**REQUIREMENTS**.
Reproduce each of the records below word for word, keeping every character and line as it stands.

**RECORDS PROVIDED**.

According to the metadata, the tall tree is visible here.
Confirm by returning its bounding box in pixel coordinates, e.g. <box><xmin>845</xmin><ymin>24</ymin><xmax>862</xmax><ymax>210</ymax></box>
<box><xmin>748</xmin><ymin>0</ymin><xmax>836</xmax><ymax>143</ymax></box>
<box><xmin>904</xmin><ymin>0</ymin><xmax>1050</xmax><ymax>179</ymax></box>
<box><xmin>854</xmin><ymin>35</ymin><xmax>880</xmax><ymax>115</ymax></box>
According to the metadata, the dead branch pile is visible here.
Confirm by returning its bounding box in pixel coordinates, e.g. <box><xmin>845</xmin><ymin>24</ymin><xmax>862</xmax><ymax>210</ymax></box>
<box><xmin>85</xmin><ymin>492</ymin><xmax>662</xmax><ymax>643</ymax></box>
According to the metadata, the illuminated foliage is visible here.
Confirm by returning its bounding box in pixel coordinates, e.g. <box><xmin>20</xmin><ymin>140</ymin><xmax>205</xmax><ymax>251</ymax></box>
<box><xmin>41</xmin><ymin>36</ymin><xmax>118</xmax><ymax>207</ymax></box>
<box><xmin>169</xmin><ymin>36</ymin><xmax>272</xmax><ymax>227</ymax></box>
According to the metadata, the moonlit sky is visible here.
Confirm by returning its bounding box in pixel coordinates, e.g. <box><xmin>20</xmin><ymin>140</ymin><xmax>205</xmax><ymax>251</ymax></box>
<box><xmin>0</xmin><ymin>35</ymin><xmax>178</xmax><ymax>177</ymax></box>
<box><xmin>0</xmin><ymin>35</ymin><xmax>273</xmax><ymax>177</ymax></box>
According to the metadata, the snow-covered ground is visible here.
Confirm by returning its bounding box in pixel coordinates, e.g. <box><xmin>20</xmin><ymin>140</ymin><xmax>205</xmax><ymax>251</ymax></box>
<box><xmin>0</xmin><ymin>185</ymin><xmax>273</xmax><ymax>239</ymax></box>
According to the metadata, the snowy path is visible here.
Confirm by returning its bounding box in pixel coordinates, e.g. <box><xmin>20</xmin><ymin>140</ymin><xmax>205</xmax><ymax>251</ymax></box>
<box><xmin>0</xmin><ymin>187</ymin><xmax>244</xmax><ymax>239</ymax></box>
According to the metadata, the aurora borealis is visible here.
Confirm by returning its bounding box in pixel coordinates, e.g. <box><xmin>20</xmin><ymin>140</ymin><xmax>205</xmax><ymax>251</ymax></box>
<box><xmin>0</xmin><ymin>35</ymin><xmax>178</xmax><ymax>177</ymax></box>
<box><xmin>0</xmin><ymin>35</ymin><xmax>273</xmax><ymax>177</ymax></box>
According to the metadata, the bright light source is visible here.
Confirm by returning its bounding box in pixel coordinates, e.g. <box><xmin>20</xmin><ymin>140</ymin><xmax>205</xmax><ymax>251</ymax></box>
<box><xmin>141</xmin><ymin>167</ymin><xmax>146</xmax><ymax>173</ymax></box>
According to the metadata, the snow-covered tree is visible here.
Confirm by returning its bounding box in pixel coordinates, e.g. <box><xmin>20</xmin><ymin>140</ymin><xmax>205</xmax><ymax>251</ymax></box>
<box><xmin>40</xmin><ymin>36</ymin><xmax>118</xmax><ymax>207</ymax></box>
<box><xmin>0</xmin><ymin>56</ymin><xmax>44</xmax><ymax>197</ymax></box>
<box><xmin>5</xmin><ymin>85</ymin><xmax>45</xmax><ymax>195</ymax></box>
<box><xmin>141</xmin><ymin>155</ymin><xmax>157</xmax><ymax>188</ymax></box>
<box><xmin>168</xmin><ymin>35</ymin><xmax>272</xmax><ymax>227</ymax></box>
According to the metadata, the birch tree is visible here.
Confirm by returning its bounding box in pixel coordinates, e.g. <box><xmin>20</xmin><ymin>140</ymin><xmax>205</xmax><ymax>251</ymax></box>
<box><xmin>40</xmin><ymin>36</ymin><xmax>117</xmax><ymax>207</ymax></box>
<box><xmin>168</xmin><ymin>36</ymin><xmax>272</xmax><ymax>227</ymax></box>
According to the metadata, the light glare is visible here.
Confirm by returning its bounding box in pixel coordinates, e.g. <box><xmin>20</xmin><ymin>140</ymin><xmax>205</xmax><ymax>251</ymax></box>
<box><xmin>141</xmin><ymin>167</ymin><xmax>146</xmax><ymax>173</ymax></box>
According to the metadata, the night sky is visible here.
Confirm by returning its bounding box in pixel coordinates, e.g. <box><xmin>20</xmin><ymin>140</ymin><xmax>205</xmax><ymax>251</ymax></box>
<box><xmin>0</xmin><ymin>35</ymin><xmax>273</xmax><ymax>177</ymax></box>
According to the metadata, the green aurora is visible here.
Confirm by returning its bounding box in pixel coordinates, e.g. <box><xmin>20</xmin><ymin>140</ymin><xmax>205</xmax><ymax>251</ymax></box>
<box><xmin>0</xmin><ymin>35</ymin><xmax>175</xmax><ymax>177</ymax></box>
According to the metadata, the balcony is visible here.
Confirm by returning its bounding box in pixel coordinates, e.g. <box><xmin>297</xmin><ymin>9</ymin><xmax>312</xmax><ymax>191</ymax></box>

**EXERCISE RESPONSE**.
According to the metadata, the tall tree is visible here.
Confirm by returning its bounding box in pixel coordinates, e.g. <box><xmin>845</xmin><ymin>24</ymin><xmax>862</xmax><ymax>210</ymax></box>
<box><xmin>748</xmin><ymin>0</ymin><xmax>836</xmax><ymax>143</ymax></box>
<box><xmin>904</xmin><ymin>0</ymin><xmax>1050</xmax><ymax>179</ymax></box>
<box><xmin>854</xmin><ymin>35</ymin><xmax>880</xmax><ymax>115</ymax></box>
According to the metadata, the dead branch pile is visible here.
Confirm by returning its bounding box in pixel coordinates, e.g. <box><xmin>845</xmin><ymin>24</ymin><xmax>862</xmax><ymax>210</ymax></box>
<box><xmin>85</xmin><ymin>492</ymin><xmax>662</xmax><ymax>643</ymax></box>
According to the metadata, the illuminated foliage is visible here.
Confirm by returning its bounding box in pixel coordinates, e.g. <box><xmin>20</xmin><ymin>140</ymin><xmax>205</xmax><ymax>251</ymax></box>
<box><xmin>41</xmin><ymin>36</ymin><xmax>118</xmax><ymax>207</ymax></box>
<box><xmin>169</xmin><ymin>36</ymin><xmax>272</xmax><ymax>227</ymax></box>
According to the metadata, the moonlit sky is visible here.
Confirm by returning its bounding box in pixel coordinates, e.g. <box><xmin>20</xmin><ymin>140</ymin><xmax>205</xmax><ymax>251</ymax></box>
<box><xmin>0</xmin><ymin>35</ymin><xmax>178</xmax><ymax>177</ymax></box>
<box><xmin>0</xmin><ymin>35</ymin><xmax>273</xmax><ymax>177</ymax></box>
According to the metadata, the snow-covered ground is visible here.
Confirm by returning its bounding box in pixel coordinates, e.g. <box><xmin>20</xmin><ymin>140</ymin><xmax>205</xmax><ymax>251</ymax></box>
<box><xmin>0</xmin><ymin>185</ymin><xmax>273</xmax><ymax>239</ymax></box>
According to the metadata, the snowy path is visible here.
Confirm by returning its bounding box in pixel coordinates, e.g. <box><xmin>20</xmin><ymin>140</ymin><xmax>205</xmax><ymax>251</ymax></box>
<box><xmin>0</xmin><ymin>187</ymin><xmax>244</xmax><ymax>239</ymax></box>
According to the metadata, the aurora borealis is visible here.
Confirm by returning its bounding box in pixel coordinates, e.g. <box><xmin>20</xmin><ymin>140</ymin><xmax>205</xmax><ymax>251</ymax></box>
<box><xmin>0</xmin><ymin>35</ymin><xmax>178</xmax><ymax>177</ymax></box>
<box><xmin>0</xmin><ymin>35</ymin><xmax>273</xmax><ymax>177</ymax></box>
According to the metadata, the bright light source is visible here.
Confirm by returning its bounding box in pixel coordinates, e.g. <box><xmin>20</xmin><ymin>140</ymin><xmax>205</xmax><ymax>251</ymax></box>
<box><xmin>141</xmin><ymin>167</ymin><xmax>146</xmax><ymax>173</ymax></box>
According to the metadata, the snow-covered tree is visible here.
Confirm by returning its bounding box in pixel coordinates, e.g. <box><xmin>20</xmin><ymin>140</ymin><xmax>205</xmax><ymax>251</ymax></box>
<box><xmin>40</xmin><ymin>36</ymin><xmax>118</xmax><ymax>207</ymax></box>
<box><xmin>0</xmin><ymin>56</ymin><xmax>44</xmax><ymax>197</ymax></box>
<box><xmin>5</xmin><ymin>85</ymin><xmax>45</xmax><ymax>195</ymax></box>
<box><xmin>141</xmin><ymin>155</ymin><xmax>157</xmax><ymax>188</ymax></box>
<box><xmin>168</xmin><ymin>35</ymin><xmax>272</xmax><ymax>227</ymax></box>
According to the metadata, the birch tree is visible here.
Confirm by returning its bounding box in pixel coordinates, e.g. <box><xmin>20</xmin><ymin>140</ymin><xmax>205</xmax><ymax>251</ymax></box>
<box><xmin>40</xmin><ymin>36</ymin><xmax>117</xmax><ymax>207</ymax></box>
<box><xmin>168</xmin><ymin>36</ymin><xmax>272</xmax><ymax>227</ymax></box>
According to the metadata, the light glare is visible here.
Confirm by returning its bounding box in pixel coordinates, e.g. <box><xmin>20</xmin><ymin>140</ymin><xmax>205</xmax><ymax>251</ymax></box>
<box><xmin>141</xmin><ymin>167</ymin><xmax>146</xmax><ymax>173</ymax></box>
According to the metadata, the night sky is visible here.
Confirm by returning its bounding box in pixel coordinates, e.g. <box><xmin>20</xmin><ymin>140</ymin><xmax>205</xmax><ymax>251</ymax></box>
<box><xmin>0</xmin><ymin>35</ymin><xmax>273</xmax><ymax>177</ymax></box>
According to the metadata, the green aurora is visible here.
Confirm by returning its bounding box in pixel coordinates, e.g. <box><xmin>20</xmin><ymin>140</ymin><xmax>205</xmax><ymax>251</ymax></box>
<box><xmin>0</xmin><ymin>35</ymin><xmax>175</xmax><ymax>177</ymax></box>
According to the metadata, the balcony is visible here.
Confirm by returning its bounding box in pixel coordinates, e.g. <box><xmin>297</xmin><ymin>9</ymin><xmax>312</xmax><ymax>191</ymax></box>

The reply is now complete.